- [Exercises to complete]
1. List every dollar amount mentioned in the banking crisis commentary.
2. Write the next part of the banking crisis commentary, picking up right after its final sentence.

- [Extract]
· · · · ·

If core inflation continues to decline by only 0.2% every month, it will take more than a year to get the number back down to the target of 2%. With US GDP taking a hit and the banking sector in crisis, the Fed has some tough decisions ahead. 

Hot narratives 🔥

1. Banking crisis?

Fears of a US banking crisis continue to grow. Under the “sky is falling” theory, Silicon Valley Bank was only the first domino. A series of banking failures followed, and now First Republic Bank has fallen. It was scooped up at auction by JPMorgan Chase for $10.6B. With assets under management of $230B, this is the second-largest bank failure in US history.

In Acquiring First Republic Bank, JP Morgan Has:

1. Bypassed laws against acquiring bank while controlling 10%+ of US deposits

2. Shared $13 billion in losses with the FDIC

3. Received a $50 billion loan from the FDIC

4. Effectively bought back its own deposits

5. Expects to…

— The Kobeissi Letter (@KobeissiLetter) May 1, 2023

The panic is largely overblown. Large banks like JPMorgan Chase are actually profiting from the crisis. This is nothing like 2008. The banking sector is essentially saving itself this time  –  and in the process, becoming more centralised and more monopolistic. Classic TradFi banking.

· · · · ·

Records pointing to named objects
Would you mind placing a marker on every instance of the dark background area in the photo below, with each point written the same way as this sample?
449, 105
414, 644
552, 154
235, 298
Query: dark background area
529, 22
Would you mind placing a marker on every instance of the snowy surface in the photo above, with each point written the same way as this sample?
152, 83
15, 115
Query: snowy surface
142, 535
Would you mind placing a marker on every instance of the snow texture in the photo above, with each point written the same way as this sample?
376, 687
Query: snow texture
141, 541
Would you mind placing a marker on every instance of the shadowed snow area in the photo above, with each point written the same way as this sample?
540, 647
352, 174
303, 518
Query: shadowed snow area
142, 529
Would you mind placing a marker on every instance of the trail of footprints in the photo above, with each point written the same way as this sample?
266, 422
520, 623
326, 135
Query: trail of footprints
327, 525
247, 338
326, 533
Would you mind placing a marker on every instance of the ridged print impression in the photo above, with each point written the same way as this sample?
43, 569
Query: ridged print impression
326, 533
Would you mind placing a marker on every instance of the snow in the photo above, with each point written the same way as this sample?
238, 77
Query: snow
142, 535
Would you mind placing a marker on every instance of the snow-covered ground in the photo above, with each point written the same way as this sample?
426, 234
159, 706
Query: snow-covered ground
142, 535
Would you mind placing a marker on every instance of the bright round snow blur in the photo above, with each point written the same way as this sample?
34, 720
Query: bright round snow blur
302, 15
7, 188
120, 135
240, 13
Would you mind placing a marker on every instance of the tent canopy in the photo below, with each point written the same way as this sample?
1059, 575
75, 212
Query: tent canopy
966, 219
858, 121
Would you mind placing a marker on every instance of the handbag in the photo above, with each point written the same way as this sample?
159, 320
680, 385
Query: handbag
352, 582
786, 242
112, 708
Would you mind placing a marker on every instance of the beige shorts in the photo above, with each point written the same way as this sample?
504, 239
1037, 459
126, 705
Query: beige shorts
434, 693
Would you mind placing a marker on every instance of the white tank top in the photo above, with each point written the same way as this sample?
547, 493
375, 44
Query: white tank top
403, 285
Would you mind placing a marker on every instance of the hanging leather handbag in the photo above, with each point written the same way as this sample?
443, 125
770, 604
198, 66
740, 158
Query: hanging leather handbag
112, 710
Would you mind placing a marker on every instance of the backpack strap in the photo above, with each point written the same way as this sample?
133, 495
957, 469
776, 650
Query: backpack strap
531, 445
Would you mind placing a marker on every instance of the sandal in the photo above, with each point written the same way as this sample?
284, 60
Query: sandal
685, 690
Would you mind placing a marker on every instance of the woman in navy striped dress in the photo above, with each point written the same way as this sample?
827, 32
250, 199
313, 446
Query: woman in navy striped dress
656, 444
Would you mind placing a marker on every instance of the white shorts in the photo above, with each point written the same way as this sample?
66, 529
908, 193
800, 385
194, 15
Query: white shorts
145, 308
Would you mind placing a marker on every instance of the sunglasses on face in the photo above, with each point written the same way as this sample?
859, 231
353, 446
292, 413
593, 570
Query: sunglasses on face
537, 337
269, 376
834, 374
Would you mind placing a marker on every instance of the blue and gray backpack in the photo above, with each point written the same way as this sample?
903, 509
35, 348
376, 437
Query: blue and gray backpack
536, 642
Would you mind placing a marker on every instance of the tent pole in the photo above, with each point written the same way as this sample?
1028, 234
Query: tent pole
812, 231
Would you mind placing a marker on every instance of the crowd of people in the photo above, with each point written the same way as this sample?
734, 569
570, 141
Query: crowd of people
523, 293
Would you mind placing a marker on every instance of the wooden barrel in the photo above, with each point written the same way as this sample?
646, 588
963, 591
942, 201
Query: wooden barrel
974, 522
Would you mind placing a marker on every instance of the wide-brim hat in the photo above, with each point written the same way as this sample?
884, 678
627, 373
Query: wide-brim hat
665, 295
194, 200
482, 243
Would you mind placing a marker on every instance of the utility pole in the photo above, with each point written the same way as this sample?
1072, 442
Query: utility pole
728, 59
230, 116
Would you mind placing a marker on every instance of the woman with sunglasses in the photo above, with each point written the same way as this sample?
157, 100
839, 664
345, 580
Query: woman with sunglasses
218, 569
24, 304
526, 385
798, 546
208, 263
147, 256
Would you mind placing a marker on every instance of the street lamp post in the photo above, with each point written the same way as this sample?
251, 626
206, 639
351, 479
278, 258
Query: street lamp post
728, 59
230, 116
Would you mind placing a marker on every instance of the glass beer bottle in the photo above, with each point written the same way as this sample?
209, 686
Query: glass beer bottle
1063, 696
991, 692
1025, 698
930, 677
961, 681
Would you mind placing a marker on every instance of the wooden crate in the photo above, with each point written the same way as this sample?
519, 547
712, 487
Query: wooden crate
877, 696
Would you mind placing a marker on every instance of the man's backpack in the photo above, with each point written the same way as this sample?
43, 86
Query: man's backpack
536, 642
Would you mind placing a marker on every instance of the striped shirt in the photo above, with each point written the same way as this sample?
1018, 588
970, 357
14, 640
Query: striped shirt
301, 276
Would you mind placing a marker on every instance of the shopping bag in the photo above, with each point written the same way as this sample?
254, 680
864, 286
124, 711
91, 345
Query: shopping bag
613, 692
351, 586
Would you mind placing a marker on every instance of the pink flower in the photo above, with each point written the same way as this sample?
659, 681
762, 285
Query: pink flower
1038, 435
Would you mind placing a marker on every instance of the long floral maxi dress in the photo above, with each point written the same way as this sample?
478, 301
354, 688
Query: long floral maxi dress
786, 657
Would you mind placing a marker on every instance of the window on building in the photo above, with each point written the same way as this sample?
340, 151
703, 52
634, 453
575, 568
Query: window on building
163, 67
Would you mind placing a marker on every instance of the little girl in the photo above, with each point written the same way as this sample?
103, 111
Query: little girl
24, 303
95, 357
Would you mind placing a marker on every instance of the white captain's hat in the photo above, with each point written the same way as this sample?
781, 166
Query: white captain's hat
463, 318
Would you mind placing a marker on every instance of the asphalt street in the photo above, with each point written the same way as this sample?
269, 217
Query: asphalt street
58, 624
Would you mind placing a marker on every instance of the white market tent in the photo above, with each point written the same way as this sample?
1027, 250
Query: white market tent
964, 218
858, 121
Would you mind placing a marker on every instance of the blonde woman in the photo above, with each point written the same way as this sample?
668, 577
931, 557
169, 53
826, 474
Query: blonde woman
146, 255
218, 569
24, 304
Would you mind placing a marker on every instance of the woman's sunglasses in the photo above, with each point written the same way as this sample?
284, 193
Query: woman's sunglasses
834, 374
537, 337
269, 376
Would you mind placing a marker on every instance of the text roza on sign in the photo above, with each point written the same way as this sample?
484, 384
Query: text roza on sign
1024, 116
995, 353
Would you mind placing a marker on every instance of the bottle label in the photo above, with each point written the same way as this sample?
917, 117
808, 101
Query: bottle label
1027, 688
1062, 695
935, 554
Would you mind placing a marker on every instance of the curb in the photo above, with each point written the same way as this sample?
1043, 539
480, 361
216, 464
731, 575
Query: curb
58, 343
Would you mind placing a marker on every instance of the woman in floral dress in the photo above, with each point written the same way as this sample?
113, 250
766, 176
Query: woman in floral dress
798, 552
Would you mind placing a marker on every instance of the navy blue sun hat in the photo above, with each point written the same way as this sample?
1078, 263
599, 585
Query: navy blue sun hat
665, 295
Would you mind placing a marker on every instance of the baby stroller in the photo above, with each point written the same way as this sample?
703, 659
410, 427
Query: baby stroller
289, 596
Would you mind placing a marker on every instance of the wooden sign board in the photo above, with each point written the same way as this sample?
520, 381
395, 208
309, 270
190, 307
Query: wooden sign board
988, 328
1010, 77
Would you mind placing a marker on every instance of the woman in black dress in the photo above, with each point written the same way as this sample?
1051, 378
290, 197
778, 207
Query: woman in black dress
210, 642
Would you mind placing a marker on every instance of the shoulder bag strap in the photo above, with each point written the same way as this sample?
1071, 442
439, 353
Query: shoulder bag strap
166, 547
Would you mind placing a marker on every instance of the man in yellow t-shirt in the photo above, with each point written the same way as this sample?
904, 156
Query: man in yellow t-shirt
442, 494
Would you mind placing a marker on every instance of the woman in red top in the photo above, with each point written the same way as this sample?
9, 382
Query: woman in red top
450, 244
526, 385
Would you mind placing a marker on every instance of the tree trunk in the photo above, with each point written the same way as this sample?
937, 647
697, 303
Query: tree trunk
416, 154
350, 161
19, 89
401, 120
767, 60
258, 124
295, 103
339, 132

· · · · ·

- [Responses per task]
1. $10.6B, $230B, $13 billion, $50 billion

2.
The US government appears to have waived a key rule by allowing JPMorgan’s acquisition of FRB. Regulations say no bank can hold more than 10% of total US deposits. It appears that regulators have allowed the acquisition to eliminate the need for direct government involvement. The last thing the administration needs is headlines saying it is bailing out banks for the second time in less than 20 years.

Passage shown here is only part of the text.